[Bounding box annotation entries]
=-=-=-=-=
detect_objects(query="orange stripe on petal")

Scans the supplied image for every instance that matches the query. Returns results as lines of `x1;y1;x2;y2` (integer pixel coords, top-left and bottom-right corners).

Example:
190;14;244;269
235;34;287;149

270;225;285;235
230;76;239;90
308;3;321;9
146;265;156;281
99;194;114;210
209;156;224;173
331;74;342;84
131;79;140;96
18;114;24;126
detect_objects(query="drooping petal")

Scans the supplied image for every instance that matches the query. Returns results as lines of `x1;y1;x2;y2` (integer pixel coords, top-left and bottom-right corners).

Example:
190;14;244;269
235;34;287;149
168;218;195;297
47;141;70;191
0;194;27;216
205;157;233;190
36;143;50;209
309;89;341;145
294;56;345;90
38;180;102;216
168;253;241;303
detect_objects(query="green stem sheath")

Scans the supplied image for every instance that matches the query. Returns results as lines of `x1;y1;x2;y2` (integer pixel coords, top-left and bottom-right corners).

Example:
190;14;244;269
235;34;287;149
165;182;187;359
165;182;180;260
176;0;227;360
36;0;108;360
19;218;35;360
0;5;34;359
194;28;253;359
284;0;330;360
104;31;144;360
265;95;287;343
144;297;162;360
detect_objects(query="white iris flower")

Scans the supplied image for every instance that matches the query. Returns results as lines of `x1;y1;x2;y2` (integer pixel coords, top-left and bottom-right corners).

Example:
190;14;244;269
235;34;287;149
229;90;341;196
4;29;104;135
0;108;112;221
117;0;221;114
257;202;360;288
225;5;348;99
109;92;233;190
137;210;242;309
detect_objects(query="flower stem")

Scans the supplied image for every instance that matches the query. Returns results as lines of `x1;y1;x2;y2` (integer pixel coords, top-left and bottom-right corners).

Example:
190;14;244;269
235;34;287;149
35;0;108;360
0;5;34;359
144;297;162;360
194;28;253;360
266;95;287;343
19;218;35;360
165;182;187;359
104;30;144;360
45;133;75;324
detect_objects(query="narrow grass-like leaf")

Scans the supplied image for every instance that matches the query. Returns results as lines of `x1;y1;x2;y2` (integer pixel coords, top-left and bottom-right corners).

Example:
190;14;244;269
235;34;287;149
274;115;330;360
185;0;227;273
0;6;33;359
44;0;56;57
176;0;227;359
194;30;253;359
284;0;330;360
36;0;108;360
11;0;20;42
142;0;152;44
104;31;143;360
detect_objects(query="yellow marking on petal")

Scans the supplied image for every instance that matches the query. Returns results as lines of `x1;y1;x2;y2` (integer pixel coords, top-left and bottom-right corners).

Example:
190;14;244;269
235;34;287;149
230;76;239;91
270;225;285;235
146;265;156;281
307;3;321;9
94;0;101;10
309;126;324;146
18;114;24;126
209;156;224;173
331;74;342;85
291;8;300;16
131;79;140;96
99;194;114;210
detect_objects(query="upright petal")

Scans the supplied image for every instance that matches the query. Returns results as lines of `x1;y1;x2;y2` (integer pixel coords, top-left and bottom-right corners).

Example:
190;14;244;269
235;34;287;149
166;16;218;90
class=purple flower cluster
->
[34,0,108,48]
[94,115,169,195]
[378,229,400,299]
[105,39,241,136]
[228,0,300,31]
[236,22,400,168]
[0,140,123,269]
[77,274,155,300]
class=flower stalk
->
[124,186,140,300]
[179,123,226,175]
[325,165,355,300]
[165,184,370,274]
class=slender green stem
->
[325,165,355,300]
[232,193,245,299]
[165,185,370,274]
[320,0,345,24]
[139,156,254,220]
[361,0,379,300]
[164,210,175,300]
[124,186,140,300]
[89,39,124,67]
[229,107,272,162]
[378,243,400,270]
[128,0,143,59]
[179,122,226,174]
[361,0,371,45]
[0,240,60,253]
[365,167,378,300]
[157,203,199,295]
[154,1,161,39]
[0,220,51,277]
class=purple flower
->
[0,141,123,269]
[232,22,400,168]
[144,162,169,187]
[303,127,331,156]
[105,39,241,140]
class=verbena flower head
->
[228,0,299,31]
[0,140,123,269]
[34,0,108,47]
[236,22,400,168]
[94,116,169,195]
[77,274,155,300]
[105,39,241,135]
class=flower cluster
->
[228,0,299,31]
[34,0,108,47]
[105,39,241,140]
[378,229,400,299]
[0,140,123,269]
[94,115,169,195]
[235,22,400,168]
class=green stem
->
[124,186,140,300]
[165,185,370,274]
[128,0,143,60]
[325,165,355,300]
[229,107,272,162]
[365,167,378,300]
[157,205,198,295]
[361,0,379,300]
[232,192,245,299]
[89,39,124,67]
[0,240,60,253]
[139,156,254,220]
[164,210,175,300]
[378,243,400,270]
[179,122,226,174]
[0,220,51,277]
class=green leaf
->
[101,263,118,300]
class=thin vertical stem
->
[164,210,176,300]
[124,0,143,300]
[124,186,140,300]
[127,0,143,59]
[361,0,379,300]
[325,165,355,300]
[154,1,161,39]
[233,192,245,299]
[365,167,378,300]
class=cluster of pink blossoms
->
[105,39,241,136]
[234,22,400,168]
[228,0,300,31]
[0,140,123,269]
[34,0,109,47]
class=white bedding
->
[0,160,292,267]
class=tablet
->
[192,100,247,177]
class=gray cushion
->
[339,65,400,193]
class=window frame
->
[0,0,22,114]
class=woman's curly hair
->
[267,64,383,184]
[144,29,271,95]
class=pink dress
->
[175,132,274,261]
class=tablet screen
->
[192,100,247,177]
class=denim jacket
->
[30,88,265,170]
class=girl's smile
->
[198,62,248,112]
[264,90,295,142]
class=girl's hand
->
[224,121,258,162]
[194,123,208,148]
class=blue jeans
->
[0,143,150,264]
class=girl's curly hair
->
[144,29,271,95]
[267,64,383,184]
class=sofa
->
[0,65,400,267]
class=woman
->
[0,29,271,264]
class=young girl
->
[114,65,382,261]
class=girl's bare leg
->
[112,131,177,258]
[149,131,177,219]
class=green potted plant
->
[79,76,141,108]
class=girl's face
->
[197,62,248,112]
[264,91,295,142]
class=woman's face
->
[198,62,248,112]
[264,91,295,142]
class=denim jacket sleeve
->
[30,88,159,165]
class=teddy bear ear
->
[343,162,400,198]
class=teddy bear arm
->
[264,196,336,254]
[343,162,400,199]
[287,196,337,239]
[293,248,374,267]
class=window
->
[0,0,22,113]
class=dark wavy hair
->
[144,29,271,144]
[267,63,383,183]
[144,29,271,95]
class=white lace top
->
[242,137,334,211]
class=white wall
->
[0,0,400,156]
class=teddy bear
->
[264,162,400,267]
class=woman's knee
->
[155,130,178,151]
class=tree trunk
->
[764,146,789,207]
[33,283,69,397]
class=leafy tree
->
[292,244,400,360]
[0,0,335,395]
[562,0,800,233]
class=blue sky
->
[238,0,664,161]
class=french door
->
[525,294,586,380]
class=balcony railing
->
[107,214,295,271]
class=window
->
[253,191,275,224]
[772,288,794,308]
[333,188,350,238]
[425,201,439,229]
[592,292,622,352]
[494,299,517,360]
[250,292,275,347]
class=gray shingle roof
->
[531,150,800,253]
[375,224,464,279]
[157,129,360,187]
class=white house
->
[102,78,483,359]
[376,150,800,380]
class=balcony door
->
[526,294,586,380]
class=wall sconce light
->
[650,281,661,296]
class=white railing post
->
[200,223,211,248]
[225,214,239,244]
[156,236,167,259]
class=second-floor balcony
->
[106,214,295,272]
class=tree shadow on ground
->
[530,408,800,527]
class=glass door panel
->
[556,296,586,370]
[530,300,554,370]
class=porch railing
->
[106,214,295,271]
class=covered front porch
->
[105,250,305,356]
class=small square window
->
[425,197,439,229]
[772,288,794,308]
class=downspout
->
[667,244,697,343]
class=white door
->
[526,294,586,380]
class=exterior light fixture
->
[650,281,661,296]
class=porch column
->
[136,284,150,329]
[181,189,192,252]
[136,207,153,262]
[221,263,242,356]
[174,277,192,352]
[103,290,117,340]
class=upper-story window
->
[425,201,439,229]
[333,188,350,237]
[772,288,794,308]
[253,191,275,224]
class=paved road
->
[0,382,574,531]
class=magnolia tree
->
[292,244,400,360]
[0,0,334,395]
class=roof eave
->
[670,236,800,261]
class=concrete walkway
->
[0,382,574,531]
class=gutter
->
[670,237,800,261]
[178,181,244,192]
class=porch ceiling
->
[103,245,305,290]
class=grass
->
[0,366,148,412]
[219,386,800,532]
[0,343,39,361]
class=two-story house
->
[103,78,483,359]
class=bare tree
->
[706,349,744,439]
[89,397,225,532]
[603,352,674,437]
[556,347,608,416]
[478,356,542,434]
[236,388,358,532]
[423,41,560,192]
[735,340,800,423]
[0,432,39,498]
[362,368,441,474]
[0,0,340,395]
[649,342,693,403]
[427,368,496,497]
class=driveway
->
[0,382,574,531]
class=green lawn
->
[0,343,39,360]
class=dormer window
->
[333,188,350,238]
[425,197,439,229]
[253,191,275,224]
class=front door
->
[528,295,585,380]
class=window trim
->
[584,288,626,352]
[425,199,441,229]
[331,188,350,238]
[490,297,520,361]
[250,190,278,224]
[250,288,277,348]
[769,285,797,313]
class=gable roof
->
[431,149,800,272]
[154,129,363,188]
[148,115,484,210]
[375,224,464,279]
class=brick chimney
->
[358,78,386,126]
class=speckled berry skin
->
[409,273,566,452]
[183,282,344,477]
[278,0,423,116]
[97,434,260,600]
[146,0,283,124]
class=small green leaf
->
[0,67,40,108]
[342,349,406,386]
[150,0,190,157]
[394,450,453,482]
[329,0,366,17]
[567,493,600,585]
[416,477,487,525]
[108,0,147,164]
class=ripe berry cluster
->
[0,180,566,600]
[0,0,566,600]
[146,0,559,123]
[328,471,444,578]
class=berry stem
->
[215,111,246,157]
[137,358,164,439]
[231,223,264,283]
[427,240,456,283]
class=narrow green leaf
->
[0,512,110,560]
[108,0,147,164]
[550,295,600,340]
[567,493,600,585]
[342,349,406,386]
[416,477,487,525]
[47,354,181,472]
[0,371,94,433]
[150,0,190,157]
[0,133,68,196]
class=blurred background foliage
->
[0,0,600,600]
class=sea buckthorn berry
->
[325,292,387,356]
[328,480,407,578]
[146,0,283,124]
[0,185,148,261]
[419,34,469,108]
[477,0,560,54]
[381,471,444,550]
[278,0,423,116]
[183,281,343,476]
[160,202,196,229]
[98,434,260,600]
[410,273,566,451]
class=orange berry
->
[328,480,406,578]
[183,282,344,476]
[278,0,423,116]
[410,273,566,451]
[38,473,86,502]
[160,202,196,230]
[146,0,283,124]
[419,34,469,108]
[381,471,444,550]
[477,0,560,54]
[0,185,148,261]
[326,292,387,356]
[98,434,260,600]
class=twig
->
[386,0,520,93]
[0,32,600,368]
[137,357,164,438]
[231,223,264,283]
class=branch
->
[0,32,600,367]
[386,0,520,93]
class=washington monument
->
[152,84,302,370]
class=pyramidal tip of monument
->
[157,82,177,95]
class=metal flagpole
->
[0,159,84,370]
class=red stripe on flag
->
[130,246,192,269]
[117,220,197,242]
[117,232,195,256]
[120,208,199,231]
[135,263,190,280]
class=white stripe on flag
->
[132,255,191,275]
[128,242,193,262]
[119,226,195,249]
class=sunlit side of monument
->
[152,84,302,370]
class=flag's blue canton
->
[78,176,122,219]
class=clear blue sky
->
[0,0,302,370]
=-=-=-=-=
How many lines in the material above contain the string "porch"? Case counts, so give only the number.

4